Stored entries
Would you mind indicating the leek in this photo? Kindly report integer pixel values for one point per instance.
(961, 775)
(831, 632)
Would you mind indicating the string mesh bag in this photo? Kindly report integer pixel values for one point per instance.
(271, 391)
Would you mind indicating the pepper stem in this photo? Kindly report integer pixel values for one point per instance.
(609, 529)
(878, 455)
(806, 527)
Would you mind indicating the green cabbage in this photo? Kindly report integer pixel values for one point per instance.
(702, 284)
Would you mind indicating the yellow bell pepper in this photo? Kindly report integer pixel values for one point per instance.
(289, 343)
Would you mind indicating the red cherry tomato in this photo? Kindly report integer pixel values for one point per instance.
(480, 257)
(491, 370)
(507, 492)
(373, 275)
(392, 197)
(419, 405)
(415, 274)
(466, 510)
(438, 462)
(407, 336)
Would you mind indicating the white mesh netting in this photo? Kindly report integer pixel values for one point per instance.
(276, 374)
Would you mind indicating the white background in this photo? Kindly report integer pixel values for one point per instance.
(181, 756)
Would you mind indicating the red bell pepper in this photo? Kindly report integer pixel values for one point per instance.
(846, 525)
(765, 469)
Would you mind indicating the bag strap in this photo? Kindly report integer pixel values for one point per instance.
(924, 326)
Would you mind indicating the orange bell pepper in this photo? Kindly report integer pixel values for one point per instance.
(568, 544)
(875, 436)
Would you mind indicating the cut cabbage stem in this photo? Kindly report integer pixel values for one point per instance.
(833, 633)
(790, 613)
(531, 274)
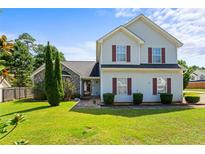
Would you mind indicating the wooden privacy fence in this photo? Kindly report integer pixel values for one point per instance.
(9, 94)
(196, 85)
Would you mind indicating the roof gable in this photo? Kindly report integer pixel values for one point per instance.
(155, 27)
(125, 31)
(82, 68)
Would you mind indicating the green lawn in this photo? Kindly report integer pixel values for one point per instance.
(196, 90)
(61, 125)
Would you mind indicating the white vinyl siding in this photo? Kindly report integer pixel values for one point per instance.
(121, 52)
(122, 86)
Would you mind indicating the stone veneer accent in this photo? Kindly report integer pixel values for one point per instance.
(75, 78)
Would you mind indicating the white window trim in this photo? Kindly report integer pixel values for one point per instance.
(165, 85)
(118, 87)
(160, 54)
(125, 53)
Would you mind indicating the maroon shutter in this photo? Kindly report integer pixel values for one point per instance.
(163, 55)
(114, 86)
(129, 86)
(113, 53)
(128, 53)
(169, 85)
(149, 55)
(154, 83)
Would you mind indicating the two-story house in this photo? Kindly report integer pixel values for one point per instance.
(138, 56)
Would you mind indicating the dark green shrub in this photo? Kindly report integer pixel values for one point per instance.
(58, 77)
(50, 81)
(108, 98)
(75, 95)
(137, 98)
(166, 98)
(39, 91)
(192, 98)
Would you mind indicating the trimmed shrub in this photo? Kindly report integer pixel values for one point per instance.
(166, 98)
(108, 98)
(75, 95)
(192, 98)
(39, 91)
(50, 82)
(137, 98)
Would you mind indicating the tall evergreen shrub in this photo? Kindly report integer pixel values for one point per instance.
(50, 83)
(58, 77)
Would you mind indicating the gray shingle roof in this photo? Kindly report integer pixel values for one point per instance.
(166, 66)
(84, 68)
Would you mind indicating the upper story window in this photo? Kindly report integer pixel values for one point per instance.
(156, 55)
(121, 52)
(161, 85)
(192, 77)
(202, 77)
(121, 86)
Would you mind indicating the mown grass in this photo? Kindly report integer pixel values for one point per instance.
(63, 125)
(196, 90)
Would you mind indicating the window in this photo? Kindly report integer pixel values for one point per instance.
(202, 77)
(121, 52)
(192, 77)
(122, 86)
(156, 55)
(161, 85)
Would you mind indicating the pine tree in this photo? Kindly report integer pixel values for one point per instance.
(58, 76)
(50, 83)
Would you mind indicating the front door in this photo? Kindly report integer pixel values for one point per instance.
(87, 88)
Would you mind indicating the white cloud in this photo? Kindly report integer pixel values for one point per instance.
(185, 24)
(10, 36)
(80, 51)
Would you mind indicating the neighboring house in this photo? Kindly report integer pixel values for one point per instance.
(136, 57)
(3, 84)
(198, 75)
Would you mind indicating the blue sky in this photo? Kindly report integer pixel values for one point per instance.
(74, 31)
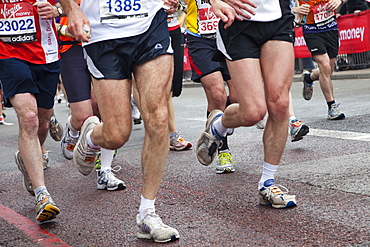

#### [What the task asks]
Rewrite all the items above, swapping "in this photo" for "in this image" wherever it appears and keeping everything else the same. Omit the pictures.

#### [Task result]
Would you mind indicating the leek in this image? Kindly report integer pixel values for one point per instance.
(961, 775)
(831, 632)
Would you mind indicating the string mesh bag in this image? Kindly report integer pixel values for one point per instance.
(271, 391)
Would you mind indicating the pepper stem in this image? Kindly report integer pixel values for one point per instance.
(609, 529)
(878, 455)
(806, 527)
Would you mind indicating the green cabbage in this image? Kindly report integer pixel values for one point per instance.
(702, 284)
Would you mind indicating the yellow bell pepper in this image? Kindly report integer pixel values for one point per instance.
(289, 343)
Would you mind indicating the red cherry tomato in this image? Kindly report integer pixel values for one point per instance.
(480, 257)
(491, 370)
(507, 492)
(373, 275)
(392, 197)
(419, 405)
(415, 274)
(466, 510)
(438, 462)
(407, 336)
Would you mind indicating the white mesh netting in this image? Kindly report integer pixel values for one point per instance.
(276, 374)
Would you mind indicating the white background in this image? Kindly report integer pixel values for one point per instance.
(181, 756)
Would you mind indicating the red bell pepper in this image? Kindly report integer pixel values for one point per instance.
(846, 525)
(765, 469)
Would you mind indicating the bag strap in this image? Kindly report integer pixel values for one point per instance.
(924, 326)
Would you mind indicating the orange bell pepper in this image? Kindly report integer pixel values for one point per instance.
(568, 544)
(875, 436)
Would you mind indicating the cut cabbage stem in this image? Kindly report integer pixel values for one point per instance.
(833, 633)
(790, 613)
(531, 274)
Would you mind indicating the wooden privacy fence in this image? Kindly report integer pixel values for one point per instance.
(9, 94)
(196, 85)
Would you mind indicating the roof gable in this image? Kindly report integer pixel values for one point per instance.
(155, 27)
(125, 31)
(82, 68)
Would you mind indicating the green lawn in this image? Kindly report integer pixel values for one point per instance.
(196, 90)
(61, 125)
Would you mind indicating the white vinyl siding in this image? Kindly report integer pixel values for one point per instance.
(121, 52)
(122, 86)
Would you mind indicating the stone veneer accent in this image? Kindly report integer pixel values for one point per instance.
(75, 78)
Would you mind indicating the white window trim in this image? Kindly report integer pixel values for one point per instance.
(165, 85)
(118, 87)
(160, 54)
(125, 53)
Would you mind indicating the maroon shutter in this image? Kindly report integer pixel values for one point per instance.
(163, 55)
(114, 86)
(129, 86)
(113, 53)
(128, 53)
(169, 85)
(149, 55)
(154, 83)
Would you mind indicating the two-story house in this image? Kindly report integer pixel values for one point per instance.
(138, 56)
Would you mind indicating the dark green shrub in this image? Kindly report integer pixel values for one point per instance.
(58, 77)
(50, 81)
(108, 98)
(75, 95)
(137, 98)
(166, 98)
(39, 91)
(192, 98)
Would you mind indicating the trimmed shrub in this image? Kindly report integer pixel values for one point per instance.
(166, 98)
(108, 98)
(75, 95)
(192, 98)
(39, 91)
(50, 82)
(137, 98)
Would you mind indicating the tall evergreen shrub in this image? Kindly report integer pixel values for one point per instance.
(50, 83)
(58, 77)
Would you mind indicating the gray shingle roof in this image? Kindly report integer pixel values for one point per instance.
(166, 66)
(84, 68)
Would you mind indicating the upper story window in this image? Kindly report integer pixel values for one point per instance.
(156, 55)
(121, 52)
(161, 85)
(192, 77)
(202, 77)
(121, 86)
Would you mind indicating the mown grass in this image? Kindly report integer pixel values for one point per instance.
(63, 125)
(196, 90)
Would you mind indicating the window in this image? Kindly report integer pixel values for one point per instance.
(202, 77)
(121, 52)
(192, 77)
(122, 86)
(156, 55)
(161, 85)
Would you mind indicating the pine tree in this image? Kindly report integer pixel values for one point per instance.
(58, 76)
(50, 83)
Would you mind indicating the front door in this image? Kindly report integer pixel values for one point per instance.
(87, 88)
Would you mind indicating the white cloud in this image? Kindly report integer pixel values for one point per instance.
(185, 24)
(10, 36)
(80, 51)
Would you mind indicating the neighboring house in this image? Kindly report integer pixel values for one point per instance.
(136, 57)
(3, 84)
(198, 75)
Would you mind indicating the blue sky in this image? Kindly report integer pixel values for one point per instance.
(74, 31)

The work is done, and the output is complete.